--- START ---

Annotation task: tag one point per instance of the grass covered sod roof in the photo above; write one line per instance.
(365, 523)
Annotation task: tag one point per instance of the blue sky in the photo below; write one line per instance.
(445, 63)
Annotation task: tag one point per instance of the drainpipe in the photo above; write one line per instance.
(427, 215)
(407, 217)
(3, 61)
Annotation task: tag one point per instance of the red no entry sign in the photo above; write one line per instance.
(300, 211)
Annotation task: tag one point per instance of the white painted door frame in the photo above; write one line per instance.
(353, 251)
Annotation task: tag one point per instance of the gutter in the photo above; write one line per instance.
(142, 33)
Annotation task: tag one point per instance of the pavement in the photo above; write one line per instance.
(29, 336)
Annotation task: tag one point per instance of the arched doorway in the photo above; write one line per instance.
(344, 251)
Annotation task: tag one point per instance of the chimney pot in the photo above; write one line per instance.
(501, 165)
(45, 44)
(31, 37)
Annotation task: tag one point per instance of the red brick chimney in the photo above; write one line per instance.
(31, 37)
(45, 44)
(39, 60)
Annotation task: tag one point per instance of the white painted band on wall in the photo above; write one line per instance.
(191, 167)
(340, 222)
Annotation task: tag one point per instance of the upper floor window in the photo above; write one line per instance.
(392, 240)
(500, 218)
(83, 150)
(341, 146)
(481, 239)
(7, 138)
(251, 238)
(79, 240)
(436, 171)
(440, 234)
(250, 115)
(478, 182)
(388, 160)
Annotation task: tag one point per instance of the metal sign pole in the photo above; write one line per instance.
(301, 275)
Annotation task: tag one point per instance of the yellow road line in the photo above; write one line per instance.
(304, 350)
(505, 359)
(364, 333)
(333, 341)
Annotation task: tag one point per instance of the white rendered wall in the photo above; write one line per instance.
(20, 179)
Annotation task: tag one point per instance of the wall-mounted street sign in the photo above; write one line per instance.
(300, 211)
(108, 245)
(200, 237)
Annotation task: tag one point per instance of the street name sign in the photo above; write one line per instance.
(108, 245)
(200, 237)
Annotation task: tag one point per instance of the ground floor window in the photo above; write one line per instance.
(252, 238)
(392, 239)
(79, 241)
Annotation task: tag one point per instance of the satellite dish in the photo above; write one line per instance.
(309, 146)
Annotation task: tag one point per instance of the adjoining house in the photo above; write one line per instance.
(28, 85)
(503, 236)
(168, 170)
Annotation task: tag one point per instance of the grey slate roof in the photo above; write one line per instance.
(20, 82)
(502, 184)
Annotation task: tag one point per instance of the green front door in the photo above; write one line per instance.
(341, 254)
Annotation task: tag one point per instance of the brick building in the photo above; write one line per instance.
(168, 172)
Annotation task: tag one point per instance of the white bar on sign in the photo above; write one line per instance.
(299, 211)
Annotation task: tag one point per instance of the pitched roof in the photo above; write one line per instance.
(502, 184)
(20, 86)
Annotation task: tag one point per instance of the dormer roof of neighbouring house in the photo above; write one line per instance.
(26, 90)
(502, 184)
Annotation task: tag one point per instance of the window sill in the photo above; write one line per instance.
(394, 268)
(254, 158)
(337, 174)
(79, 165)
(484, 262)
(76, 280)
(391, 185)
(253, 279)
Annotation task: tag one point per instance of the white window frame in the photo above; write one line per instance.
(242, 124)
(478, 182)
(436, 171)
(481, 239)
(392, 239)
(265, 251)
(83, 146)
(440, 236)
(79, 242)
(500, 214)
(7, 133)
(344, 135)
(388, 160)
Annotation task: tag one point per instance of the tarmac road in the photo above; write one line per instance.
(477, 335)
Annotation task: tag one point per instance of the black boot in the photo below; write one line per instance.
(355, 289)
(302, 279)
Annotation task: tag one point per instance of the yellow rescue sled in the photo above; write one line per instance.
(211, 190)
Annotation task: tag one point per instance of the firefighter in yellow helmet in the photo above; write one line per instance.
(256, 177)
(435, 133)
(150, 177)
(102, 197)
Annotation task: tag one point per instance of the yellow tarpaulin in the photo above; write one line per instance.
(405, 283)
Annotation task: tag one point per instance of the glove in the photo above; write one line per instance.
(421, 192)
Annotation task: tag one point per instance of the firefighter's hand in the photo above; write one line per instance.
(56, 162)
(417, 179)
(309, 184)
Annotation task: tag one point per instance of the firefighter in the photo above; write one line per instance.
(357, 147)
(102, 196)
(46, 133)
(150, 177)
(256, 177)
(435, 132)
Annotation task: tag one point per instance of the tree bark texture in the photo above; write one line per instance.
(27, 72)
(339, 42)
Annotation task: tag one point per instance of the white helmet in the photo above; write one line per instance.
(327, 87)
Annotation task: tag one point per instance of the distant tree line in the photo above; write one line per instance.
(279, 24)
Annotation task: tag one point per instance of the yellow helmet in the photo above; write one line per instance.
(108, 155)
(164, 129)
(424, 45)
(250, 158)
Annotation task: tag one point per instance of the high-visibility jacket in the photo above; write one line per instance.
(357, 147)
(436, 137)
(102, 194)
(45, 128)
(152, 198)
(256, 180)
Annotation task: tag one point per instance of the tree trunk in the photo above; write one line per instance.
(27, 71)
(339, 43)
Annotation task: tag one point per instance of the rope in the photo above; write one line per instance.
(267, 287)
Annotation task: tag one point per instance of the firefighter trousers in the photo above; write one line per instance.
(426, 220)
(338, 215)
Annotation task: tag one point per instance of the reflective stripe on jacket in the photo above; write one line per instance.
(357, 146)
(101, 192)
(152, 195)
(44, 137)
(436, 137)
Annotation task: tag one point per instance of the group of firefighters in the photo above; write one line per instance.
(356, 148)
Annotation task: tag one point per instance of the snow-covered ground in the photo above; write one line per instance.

--- END ---

This exercise calls for an exact reproduction of the material.

Annotation task: tag one point per instance of the grass covered sod roof in the photo above; write one line per instance.
(365, 523)
Annotation task: tag one point per instance of the blue sky in the photo below; write one line per instance.
(445, 63)
Annotation task: tag one point per instance of the drainpipe in the photo above; write one line per instance.
(427, 215)
(407, 217)
(3, 61)
Annotation task: tag one point per instance of the red no entry sign in the photo above; write one line per instance.
(300, 211)
Annotation task: tag one point per instance of the white painted door frame in the photo above; write one line per instance.
(353, 251)
Annotation task: tag one point per instance of the gutter in the photo above; write one line per instance.
(142, 33)
Annotation task: tag one point per instance of the pavement in the photo above; write one line per instance.
(29, 336)
Annotation task: tag one point per instance of the arched doorway in the photo above; write one line per instance.
(344, 251)
Annotation task: tag one point per instance of the chimney pot in the photo above; write one line per instance.
(501, 165)
(45, 44)
(31, 37)
Annotation task: tag one point per instance of the red brick chimney in the photo above; write one line per instance.
(31, 37)
(45, 44)
(39, 60)
Annotation task: tag one point per instance of the white painted band on wall in the photo above; write one line per instance.
(191, 167)
(340, 222)
Annotation task: tag one point per instance of the upper floor window in the photo above; write one line per instance.
(392, 240)
(500, 218)
(83, 150)
(341, 146)
(481, 239)
(7, 138)
(251, 238)
(79, 240)
(436, 171)
(440, 234)
(250, 115)
(478, 182)
(388, 160)
Annotation task: tag one point per instance of the metal sign pole in the photo above; write one line per instance.
(301, 275)
Annotation task: tag one point per instance of the yellow road line in the photo above; write one line per instance.
(304, 350)
(505, 359)
(364, 333)
(333, 341)
Annotation task: tag one point per instance of the white rendered wall in the photo above; write one line per instance.
(20, 179)
Annotation task: tag one point per instance of the wall-mounted street sign in the photo above; write one line per instance.
(300, 211)
(108, 245)
(200, 237)
Annotation task: tag one point per instance of the street name sign in the photo above; write one line per instance.
(108, 245)
(200, 237)
Annotation task: tag one point per instance of the ground floor window in the photo above; write one line per instance.
(252, 238)
(392, 239)
(79, 241)
Annotation task: tag one point per instance of the satellite dish in the photo above; write one line per instance.
(309, 146)
Annotation task: tag one point per instance of the adjoining house in the photo above; write one line per instance.
(28, 85)
(503, 236)
(168, 170)
Annotation task: tag one point per instance of the grey slate roof in the photo above; write one line per instance.
(20, 82)
(502, 184)
Annotation task: tag one point per instance of the green front door in the photo above; write one line per instance.
(341, 254)
Annotation task: tag one point per instance of the brick building in the photo above; write one line per instance.
(168, 172)
Annotation task: tag one point per instance of the white bar on sign in the photo above; write one line per instance.
(299, 211)
Annotation task: tag one point per instance of the pitched roof in the photo above; write one line per instance.
(502, 184)
(20, 86)
Annotation task: tag one point per instance of the dormer roof of neighbouring house in the photo above; write one line per instance.
(26, 90)
(502, 184)
Annotation task: tag one point per instance of the window sill in the photo above; write one line per instance.
(394, 268)
(254, 158)
(337, 174)
(79, 165)
(484, 262)
(76, 280)
(391, 185)
(253, 279)
Annotation task: tag one point per instance of the white window frame in the photo above; write one line per instance.
(242, 124)
(478, 182)
(436, 171)
(481, 239)
(392, 239)
(265, 251)
(83, 146)
(440, 236)
(79, 242)
(500, 214)
(7, 133)
(344, 135)
(388, 160)
Annotation task: tag one point per instance of the tarmac road in the photo above; write one line per instance.
(477, 335)
Annotation task: tag one point per instance of the black boot in the photo below; write one line per instance.
(355, 289)
(302, 279)
Annotation task: tag one point per instance of the yellow rescue sled in the photo above; write one line per instance.
(211, 190)
Annotation task: tag one point per instance of the firefighter in yellow helmet in the photo above; write one line per instance.
(256, 177)
(435, 133)
(150, 177)
(102, 197)
Annotation task: tag one point per instance of the yellow tarpaulin in the photo above; write one line per instance.
(405, 283)
Annotation task: tag one point per instance of the glove in the photo above; write one line per instance.
(421, 192)
Annotation task: tag one point per instance of the firefighter's hand in the photo above; write one line per instance.
(56, 162)
(417, 179)
(309, 184)
Annotation task: tag one point per instance of the firefighter in the photo above; write one line per instance.
(357, 147)
(102, 196)
(46, 133)
(150, 177)
(256, 177)
(435, 132)
Annotation task: tag one point per instance of the tree bark texture in the photo above; write one line per instance.
(27, 72)
(339, 42)
Annotation task: tag one point per instance of the white helmet in the photo above; write one line per instance.
(327, 87)
Annotation task: tag one point per instance of the distant tree line in the photo above; write one line per instance.
(279, 24)
Annotation task: tag one point per instance of the yellow helmet in the photo above; write one line per instance.
(108, 155)
(164, 129)
(424, 45)
(250, 158)
Annotation task: tag one point per instance of the high-visibility jacket in the photo above; write one line per instance.
(357, 147)
(436, 137)
(102, 194)
(45, 128)
(152, 198)
(256, 180)
Annotation task: tag one point per instance of the tree trunk in the photo above; write one line per instance.
(27, 71)
(339, 43)
Annotation task: tag one point per instance of the rope in the photo above; write one line per instance.
(267, 287)
Annotation task: tag one point per instance of the firefighter trousers in the photo above; write one line per instance.
(426, 220)
(338, 215)
Annotation task: tag one point per instance of the reflective stripe on jacket in the photo above; write one line per instance.
(357, 146)
(101, 192)
(152, 195)
(44, 137)
(436, 137)
Annotation task: tag one point per instance of the group of firefighters in the photo above; write one line per instance.
(356, 148)
Annotation task: tag one point per instance of the snow-covered ground in the photo above; write one line per instance.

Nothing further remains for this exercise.